[Saved entries]
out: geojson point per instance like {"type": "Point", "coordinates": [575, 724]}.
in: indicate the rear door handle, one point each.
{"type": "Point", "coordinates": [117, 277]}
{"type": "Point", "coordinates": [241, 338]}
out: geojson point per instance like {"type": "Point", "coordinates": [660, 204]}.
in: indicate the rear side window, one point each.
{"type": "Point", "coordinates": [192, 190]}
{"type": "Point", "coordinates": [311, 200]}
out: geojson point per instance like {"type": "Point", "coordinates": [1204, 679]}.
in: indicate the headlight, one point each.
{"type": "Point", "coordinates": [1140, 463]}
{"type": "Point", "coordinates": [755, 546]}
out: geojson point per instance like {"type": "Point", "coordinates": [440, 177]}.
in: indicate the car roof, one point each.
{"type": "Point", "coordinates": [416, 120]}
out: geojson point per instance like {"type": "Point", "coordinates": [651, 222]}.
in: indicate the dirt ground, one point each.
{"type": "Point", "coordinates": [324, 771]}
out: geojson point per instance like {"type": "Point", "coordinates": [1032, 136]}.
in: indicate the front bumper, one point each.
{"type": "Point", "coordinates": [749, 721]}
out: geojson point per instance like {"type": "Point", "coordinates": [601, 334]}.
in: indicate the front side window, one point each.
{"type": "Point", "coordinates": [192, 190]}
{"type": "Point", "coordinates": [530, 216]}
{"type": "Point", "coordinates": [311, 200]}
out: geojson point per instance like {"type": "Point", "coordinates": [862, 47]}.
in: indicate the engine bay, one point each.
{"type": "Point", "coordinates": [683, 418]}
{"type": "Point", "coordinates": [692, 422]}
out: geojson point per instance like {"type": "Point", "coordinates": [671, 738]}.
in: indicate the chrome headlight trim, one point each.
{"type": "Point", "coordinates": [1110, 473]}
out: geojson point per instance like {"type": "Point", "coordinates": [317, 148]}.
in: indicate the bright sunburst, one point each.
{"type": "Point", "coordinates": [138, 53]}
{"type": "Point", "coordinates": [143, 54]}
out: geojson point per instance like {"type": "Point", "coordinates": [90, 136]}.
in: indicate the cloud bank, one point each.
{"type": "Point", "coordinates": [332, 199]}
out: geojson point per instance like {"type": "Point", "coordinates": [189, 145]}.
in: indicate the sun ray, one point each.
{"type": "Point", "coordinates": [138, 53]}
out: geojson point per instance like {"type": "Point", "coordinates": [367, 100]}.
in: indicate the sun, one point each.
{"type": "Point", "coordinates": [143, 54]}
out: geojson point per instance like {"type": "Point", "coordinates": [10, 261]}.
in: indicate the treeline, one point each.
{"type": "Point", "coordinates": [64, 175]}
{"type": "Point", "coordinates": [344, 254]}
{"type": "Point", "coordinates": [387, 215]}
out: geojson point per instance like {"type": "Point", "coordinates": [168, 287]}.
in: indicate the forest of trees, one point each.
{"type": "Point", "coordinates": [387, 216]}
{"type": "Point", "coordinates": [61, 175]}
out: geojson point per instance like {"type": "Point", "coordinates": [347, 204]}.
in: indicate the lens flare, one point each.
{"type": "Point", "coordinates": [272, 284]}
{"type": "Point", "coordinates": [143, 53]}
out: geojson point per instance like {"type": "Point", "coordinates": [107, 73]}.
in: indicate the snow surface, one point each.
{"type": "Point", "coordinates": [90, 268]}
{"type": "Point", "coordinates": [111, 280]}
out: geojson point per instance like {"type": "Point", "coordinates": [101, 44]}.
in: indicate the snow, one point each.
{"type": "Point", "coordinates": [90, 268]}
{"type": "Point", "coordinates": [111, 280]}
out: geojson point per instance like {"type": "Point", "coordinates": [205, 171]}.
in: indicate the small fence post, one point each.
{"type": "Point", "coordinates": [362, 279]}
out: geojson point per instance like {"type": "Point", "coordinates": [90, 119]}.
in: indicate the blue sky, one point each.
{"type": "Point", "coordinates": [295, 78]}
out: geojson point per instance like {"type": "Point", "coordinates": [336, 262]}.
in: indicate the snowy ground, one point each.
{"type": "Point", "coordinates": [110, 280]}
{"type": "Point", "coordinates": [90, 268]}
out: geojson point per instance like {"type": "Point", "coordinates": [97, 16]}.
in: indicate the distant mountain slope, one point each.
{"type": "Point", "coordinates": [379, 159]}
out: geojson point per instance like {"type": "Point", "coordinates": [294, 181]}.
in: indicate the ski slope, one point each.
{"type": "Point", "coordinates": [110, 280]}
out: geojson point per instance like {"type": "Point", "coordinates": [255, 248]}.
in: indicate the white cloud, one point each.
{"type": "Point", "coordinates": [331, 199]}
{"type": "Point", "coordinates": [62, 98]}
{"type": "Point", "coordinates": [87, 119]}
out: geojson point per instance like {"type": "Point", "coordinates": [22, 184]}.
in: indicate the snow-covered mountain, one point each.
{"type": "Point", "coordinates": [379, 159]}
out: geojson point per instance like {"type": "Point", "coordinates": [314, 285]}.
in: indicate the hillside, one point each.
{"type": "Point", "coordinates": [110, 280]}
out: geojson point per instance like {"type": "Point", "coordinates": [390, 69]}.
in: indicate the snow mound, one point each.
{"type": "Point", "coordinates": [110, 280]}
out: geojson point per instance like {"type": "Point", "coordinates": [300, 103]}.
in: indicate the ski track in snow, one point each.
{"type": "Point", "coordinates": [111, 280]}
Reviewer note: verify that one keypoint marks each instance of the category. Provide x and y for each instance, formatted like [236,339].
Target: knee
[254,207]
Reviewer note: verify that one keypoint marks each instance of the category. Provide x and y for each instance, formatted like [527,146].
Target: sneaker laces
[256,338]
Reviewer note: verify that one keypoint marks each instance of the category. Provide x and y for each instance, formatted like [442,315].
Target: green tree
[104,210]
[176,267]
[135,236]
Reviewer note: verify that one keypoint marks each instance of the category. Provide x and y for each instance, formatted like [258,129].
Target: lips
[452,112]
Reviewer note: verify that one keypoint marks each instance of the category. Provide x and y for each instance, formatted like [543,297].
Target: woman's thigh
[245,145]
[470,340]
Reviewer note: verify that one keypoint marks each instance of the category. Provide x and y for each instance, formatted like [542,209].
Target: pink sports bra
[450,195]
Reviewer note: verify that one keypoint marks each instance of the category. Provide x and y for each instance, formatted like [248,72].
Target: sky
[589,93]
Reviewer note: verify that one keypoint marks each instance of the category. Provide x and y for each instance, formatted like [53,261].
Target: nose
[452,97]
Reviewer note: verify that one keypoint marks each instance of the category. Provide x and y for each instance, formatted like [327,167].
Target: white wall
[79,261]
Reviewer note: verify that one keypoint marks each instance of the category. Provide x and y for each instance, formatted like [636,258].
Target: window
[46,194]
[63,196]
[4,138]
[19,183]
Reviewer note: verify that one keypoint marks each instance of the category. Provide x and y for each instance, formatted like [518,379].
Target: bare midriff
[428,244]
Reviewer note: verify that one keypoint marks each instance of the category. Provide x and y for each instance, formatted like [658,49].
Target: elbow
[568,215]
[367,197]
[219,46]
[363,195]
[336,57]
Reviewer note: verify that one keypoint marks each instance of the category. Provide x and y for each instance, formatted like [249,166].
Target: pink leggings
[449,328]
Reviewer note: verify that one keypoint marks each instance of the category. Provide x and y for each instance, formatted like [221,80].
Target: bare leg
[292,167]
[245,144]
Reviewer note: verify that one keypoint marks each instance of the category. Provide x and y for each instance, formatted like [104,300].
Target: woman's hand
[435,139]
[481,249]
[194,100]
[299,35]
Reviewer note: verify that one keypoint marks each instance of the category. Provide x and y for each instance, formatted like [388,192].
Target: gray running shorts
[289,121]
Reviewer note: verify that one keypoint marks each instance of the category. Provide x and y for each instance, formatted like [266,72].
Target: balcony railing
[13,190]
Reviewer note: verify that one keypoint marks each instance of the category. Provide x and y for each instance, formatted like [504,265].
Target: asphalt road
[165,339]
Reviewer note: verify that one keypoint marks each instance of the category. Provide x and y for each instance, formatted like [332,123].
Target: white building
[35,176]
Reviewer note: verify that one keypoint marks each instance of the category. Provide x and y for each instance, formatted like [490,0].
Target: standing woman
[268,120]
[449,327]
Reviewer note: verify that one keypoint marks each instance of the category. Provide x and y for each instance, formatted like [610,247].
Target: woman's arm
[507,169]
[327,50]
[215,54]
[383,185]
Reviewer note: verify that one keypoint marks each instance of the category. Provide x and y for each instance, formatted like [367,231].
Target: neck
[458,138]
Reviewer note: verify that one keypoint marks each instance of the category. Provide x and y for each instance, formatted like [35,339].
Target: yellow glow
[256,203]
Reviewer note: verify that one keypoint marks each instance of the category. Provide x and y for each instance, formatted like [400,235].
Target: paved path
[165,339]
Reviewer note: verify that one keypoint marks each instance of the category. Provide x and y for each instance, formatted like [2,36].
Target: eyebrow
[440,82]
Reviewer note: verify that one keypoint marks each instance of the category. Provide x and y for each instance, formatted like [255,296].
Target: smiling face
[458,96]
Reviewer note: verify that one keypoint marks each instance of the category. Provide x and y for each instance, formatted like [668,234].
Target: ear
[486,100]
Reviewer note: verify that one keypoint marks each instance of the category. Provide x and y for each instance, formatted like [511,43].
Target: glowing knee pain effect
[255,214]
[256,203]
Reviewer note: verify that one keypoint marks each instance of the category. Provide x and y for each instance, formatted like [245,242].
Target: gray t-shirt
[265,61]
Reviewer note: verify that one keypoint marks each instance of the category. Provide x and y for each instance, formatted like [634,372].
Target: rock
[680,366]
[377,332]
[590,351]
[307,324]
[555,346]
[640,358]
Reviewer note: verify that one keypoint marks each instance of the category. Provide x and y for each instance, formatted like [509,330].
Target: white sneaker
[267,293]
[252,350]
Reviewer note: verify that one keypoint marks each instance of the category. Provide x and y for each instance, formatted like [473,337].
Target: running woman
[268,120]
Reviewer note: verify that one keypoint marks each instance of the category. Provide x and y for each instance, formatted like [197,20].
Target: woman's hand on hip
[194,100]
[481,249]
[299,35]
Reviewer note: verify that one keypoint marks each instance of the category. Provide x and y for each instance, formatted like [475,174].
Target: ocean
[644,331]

Brief: Write out exactly the lines that begin at the one containing "formatted like [668,234]." and continue through the last line of the data, and only those.

Worked solution:
Reviewer note: verify that one keypoint marks each instance of the category. Provide x and y for each instance, formatted like [668,234].
Target: ear
[486,100]
Reviewer note: verify that one keypoint marks each instance of the category. Provide x and y for each instance, formatted like [511,43].
Target: glowing knee pain effect
[255,214]
[256,203]
Reviewer note: verify that one keypoint marks each instance of the category. Provide x and y for each instance, formatted like [245,242].
Target: gray t-shirt
[265,61]
Reviewer note: verify that one keypoint marks each instance of the category. Provide x and y for each instance, formatted like [634,372].
Target: rock
[680,366]
[377,332]
[590,351]
[307,324]
[555,346]
[640,358]
Reviewer note: verify that one keypoint marks each instance of the category. Provide x and y for each instance, formatted like [509,330].
Target: white sneaker
[267,293]
[252,350]
Reviewer note: verify that one keypoint marks each instance of the category. Provide x and y for each instance, formatted like [473,337].
Target: running woman
[268,120]
Reviewer note: verify that one keypoint marks each instance of the category. Provide x and y for each instance, formatted like [197,20].
Target: woman's hand on hip
[194,100]
[481,249]
[299,35]
Reviewer note: verify that one keypoint marks each instance of the category. Provide x and y for each instance, formatted like [475,174].
Target: ocean
[644,331]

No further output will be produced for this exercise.